**REQUIREMENT:** Give a verbatim copy of the data, leaving the pictures out.

**RECORDS FOR PROCESSING:**
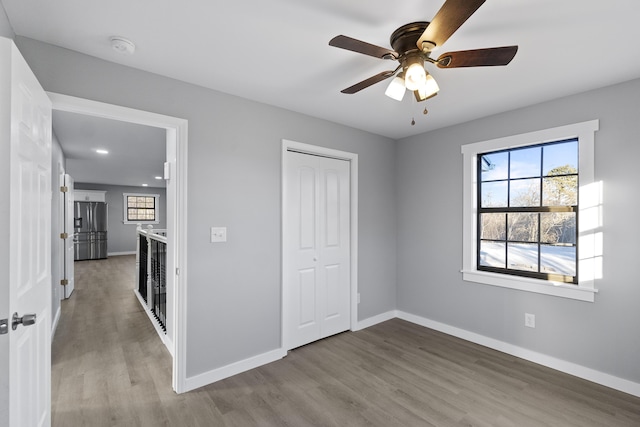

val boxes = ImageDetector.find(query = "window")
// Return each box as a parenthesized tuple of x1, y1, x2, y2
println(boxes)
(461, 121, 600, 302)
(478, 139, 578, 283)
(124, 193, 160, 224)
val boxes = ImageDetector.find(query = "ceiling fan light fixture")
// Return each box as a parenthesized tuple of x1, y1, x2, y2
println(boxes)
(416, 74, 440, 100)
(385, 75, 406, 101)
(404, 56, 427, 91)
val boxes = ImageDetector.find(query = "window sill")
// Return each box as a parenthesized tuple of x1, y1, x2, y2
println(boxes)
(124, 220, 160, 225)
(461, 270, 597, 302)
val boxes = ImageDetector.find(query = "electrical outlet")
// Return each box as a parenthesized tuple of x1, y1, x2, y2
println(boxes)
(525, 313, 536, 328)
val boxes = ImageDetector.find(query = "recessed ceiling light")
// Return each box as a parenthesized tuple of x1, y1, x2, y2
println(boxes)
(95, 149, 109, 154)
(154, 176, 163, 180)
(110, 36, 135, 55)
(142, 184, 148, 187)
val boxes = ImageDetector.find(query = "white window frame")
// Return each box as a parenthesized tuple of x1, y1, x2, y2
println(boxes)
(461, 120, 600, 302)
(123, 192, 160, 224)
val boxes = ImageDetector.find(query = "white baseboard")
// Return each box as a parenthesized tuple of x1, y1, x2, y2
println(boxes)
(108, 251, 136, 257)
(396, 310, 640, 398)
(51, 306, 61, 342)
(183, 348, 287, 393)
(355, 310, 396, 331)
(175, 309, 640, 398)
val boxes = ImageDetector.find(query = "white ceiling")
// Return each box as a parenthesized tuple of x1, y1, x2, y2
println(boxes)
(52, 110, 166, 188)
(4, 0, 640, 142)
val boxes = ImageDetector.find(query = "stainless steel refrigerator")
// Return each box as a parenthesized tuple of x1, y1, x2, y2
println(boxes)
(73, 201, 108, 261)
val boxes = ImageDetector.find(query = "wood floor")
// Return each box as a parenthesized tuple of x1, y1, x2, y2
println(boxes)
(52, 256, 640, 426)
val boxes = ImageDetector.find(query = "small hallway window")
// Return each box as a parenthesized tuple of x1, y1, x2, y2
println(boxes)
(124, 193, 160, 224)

**RESULT FOR THIS EXERCISE:**
val boxes = ImageDetector.find(query = "window")
// Return each box as a parenthesized tuple of x1, y1, x2, y2
println(boxes)
(461, 121, 600, 302)
(478, 139, 578, 283)
(124, 193, 160, 224)
val boxes = ImageDetector.find(query = "ceiling fan light fixture")
// Return each box as a parenthesized tuple of x1, y1, x2, y2
println(boxes)
(416, 74, 440, 100)
(385, 75, 406, 101)
(404, 56, 427, 91)
val boxes = ImageDetector.find(query = "window sill")
// Return each box as a parenthesized tuple of x1, y1, x2, y2
println(boxes)
(124, 220, 160, 225)
(461, 270, 597, 302)
val boxes = ImageDetector.find(query = "electrical outlet")
// Return each box as a parenthesized tuple of x1, y1, x2, y2
println(boxes)
(525, 313, 536, 328)
val boxes = ImageDetector.find(query = "recessed ceiling light")
// Return each box as a parenthesized tuple of x1, y1, x2, y2
println(boxes)
(95, 149, 109, 154)
(154, 176, 163, 180)
(110, 36, 135, 55)
(142, 184, 148, 187)
val boxes = ImageDetector.find(query = "white window frame")
// Return each box as a parenthesized tuple of x1, y1, x2, y2
println(boxes)
(461, 120, 600, 302)
(123, 192, 160, 224)
val boxes = ImageDetector.find(query = "white baseboard")
// Return each box as a parenthesized tuple of x1, y1, x2, y2
println(boxes)
(108, 251, 136, 257)
(396, 310, 640, 398)
(51, 306, 61, 342)
(183, 348, 287, 393)
(355, 310, 396, 331)
(175, 309, 640, 398)
val boxes = ImageDetector.find(query = "white ceiling")
// Return each box as a parenthesized tuple of x1, y1, x2, y2
println(boxes)
(52, 110, 166, 188)
(4, 0, 640, 142)
val boxes = ImageDetector.find(query = "stainless steel refrigerator")
// Return each box as a parenthesized tuple of x1, y1, x2, y2
println(boxes)
(73, 201, 108, 261)
val boxes = ImageDetector.find(query = "wood floor")
// Return each box as a parenthesized tuple of x1, y1, x2, y2
println(boxes)
(52, 256, 640, 426)
val boxes = ImageDetector.find(query = "small hallway window")
// Return each box as a parenthesized tuple of x1, y1, x2, y2
println(boxes)
(124, 193, 160, 224)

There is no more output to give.